#### EXTRACTED ENTRIES ####

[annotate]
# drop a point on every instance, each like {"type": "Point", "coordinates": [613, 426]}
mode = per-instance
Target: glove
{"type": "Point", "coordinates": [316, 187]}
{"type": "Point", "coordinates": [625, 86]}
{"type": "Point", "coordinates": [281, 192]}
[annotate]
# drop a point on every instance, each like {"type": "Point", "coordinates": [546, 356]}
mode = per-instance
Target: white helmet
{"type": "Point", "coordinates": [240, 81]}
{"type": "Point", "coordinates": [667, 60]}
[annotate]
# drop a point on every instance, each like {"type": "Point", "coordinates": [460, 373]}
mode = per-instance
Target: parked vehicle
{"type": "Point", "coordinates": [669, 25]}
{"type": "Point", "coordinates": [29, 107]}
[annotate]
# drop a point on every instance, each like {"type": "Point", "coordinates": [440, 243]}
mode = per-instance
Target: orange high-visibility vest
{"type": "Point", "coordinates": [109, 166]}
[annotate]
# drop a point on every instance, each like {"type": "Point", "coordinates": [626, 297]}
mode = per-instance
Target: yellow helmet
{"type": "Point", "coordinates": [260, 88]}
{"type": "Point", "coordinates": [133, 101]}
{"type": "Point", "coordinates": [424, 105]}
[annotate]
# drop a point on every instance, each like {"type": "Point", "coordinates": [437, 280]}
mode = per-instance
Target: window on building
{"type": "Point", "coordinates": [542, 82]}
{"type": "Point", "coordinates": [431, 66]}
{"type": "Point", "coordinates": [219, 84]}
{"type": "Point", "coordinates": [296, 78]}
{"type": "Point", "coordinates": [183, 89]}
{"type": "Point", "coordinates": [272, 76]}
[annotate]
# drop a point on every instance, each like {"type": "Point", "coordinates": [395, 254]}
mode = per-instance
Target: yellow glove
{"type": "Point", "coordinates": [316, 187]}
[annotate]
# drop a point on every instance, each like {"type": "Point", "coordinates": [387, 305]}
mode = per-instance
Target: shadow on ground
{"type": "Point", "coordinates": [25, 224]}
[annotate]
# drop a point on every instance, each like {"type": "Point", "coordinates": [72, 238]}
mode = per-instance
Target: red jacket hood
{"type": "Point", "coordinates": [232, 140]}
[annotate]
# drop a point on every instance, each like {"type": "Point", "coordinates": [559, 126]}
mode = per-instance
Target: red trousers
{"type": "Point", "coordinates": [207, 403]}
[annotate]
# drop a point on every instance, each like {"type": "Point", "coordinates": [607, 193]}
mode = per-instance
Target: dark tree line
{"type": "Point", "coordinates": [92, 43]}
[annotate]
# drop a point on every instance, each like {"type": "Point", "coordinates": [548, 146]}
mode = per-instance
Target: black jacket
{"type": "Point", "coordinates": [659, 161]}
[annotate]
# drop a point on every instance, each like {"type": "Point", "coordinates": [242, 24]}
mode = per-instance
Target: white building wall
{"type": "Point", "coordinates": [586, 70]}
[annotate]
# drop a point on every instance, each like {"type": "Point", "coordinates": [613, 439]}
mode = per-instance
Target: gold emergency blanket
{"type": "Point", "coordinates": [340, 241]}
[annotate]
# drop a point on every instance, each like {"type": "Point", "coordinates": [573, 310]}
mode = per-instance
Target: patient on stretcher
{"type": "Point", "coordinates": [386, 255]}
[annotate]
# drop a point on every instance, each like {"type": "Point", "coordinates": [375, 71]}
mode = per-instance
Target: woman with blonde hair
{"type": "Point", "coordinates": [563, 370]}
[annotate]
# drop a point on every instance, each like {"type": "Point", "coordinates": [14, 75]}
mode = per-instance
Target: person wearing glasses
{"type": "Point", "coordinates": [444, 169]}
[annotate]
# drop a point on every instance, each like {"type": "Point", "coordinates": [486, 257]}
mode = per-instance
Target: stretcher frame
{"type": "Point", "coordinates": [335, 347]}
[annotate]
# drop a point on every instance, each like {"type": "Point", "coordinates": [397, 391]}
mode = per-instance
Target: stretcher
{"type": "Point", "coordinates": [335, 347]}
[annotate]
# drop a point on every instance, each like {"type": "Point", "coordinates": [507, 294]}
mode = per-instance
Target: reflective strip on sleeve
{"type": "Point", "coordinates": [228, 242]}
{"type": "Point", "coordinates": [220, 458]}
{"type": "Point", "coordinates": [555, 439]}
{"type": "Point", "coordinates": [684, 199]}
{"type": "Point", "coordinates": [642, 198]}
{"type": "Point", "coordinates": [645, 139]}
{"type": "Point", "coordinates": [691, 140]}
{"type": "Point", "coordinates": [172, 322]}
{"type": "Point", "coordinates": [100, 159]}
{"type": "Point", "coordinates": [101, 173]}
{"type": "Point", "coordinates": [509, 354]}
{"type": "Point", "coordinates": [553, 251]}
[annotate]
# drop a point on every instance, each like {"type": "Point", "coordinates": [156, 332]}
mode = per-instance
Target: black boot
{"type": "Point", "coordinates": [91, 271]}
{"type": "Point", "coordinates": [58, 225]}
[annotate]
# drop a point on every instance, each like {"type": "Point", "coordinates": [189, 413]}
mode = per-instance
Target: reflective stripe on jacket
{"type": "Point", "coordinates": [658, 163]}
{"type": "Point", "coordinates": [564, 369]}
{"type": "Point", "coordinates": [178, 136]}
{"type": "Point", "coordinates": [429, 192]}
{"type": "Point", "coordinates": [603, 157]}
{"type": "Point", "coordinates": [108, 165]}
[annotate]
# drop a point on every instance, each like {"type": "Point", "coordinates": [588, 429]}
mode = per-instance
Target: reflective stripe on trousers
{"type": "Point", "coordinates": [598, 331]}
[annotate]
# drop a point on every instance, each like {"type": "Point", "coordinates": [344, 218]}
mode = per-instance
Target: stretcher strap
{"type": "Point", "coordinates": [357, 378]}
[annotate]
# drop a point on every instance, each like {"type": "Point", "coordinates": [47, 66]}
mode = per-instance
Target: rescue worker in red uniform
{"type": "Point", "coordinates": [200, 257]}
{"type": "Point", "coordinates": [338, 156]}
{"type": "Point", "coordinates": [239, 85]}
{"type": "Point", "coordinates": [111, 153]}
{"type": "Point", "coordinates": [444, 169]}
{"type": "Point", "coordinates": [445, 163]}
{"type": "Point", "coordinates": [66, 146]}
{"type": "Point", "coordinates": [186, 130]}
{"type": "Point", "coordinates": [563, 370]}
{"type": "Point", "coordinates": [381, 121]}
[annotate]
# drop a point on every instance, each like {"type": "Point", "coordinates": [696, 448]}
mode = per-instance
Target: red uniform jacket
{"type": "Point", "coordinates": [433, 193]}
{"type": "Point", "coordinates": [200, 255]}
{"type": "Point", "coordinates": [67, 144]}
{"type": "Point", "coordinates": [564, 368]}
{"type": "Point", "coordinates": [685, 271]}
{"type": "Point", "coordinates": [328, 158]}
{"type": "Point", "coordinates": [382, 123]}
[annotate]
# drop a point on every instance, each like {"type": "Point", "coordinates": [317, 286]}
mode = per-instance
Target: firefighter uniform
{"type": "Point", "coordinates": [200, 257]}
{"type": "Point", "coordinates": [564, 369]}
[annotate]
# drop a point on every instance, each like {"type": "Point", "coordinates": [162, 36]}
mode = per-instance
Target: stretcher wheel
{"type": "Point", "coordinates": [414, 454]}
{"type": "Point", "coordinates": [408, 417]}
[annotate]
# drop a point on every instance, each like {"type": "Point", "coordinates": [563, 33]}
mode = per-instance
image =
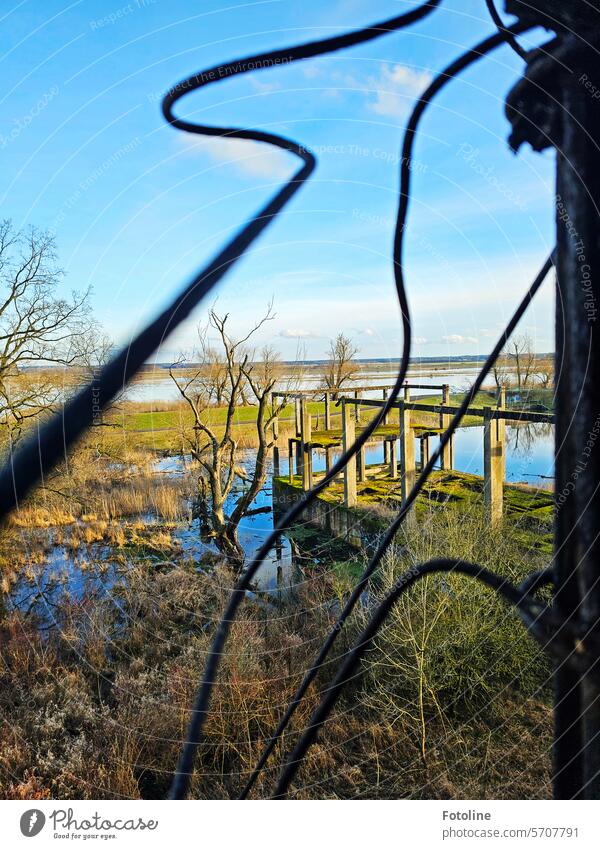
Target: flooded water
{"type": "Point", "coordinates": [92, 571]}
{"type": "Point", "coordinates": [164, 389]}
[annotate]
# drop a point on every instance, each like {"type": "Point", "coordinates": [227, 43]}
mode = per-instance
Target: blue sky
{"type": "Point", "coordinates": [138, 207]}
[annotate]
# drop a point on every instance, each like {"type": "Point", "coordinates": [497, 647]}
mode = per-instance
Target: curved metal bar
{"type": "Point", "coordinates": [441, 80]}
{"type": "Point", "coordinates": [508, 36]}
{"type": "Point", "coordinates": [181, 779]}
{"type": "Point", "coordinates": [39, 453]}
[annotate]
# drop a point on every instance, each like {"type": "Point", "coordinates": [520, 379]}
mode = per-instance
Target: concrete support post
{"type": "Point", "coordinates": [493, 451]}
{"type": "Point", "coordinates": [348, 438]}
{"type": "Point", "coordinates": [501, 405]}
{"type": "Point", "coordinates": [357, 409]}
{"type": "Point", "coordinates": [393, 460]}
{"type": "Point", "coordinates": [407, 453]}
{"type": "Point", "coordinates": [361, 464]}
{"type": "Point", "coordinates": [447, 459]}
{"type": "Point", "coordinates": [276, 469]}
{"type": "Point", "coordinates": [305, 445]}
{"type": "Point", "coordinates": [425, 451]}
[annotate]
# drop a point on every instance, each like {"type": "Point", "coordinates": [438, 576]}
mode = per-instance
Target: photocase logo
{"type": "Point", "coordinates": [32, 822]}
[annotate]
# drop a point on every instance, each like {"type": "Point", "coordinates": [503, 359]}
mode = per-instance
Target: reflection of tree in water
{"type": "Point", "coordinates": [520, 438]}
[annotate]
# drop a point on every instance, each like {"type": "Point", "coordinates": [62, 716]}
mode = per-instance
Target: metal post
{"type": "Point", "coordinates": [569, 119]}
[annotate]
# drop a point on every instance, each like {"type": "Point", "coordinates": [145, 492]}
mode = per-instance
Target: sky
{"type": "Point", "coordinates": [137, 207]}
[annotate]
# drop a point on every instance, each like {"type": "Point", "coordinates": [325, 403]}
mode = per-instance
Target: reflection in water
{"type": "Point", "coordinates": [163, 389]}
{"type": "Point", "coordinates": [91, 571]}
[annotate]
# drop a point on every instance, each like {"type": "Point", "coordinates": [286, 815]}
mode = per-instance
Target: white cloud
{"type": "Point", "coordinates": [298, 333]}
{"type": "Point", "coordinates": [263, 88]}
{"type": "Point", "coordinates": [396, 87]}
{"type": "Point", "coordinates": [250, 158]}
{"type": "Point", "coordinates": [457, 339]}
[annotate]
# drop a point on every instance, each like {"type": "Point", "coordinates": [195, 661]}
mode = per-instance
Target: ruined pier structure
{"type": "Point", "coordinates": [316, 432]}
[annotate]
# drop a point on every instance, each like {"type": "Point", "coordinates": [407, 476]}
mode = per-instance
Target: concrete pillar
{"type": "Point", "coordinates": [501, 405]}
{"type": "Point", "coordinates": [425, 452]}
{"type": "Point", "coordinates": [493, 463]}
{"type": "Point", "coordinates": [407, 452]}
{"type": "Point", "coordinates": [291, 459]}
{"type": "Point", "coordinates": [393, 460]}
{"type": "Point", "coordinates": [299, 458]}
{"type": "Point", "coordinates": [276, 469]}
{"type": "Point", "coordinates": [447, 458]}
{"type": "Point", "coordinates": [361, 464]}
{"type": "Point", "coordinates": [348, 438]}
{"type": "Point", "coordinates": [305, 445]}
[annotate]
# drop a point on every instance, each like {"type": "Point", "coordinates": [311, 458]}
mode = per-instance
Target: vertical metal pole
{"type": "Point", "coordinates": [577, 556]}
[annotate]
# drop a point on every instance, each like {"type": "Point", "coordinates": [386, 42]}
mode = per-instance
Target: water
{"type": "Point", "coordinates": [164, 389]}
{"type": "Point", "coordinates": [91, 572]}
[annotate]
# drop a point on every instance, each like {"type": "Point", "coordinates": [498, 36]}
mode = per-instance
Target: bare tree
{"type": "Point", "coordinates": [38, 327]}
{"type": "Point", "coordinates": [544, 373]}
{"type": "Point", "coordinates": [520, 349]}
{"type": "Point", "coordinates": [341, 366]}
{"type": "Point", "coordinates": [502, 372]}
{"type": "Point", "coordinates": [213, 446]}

####

Please copy the line that contains "Target: vertical metal pole" and each line after it through the end of the records, exactly, and no other lines.

REPLY =
Target: vertical metal pole
{"type": "Point", "coordinates": [577, 556]}
[annotate]
# drop a point on every instance, each like {"type": "Point", "coordinates": [386, 42]}
mode = per-instance
Target: water
{"type": "Point", "coordinates": [164, 389]}
{"type": "Point", "coordinates": [91, 572]}
[annotate]
# drop a point on every instance, each like {"type": "Point", "coordinates": [498, 36]}
mode = per-instance
Target: bare tree
{"type": "Point", "coordinates": [38, 327]}
{"type": "Point", "coordinates": [544, 373]}
{"type": "Point", "coordinates": [520, 349]}
{"type": "Point", "coordinates": [341, 366]}
{"type": "Point", "coordinates": [502, 372]}
{"type": "Point", "coordinates": [213, 446]}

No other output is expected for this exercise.